- Data entries:

──────────

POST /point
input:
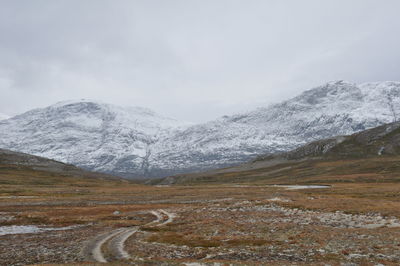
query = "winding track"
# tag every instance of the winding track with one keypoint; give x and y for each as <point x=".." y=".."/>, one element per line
<point x="116" y="239"/>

──────────

Rewrite the listing above with "winding track" swapped for "dirt path" throughout, changing nothing else. Leave the pictures out of your answer.

POST /point
input:
query = "dirt path"
# tag every instance of the dirt path with one keypoint; give x and y for each as <point x=".." y=".."/>, one element per line
<point x="116" y="239"/>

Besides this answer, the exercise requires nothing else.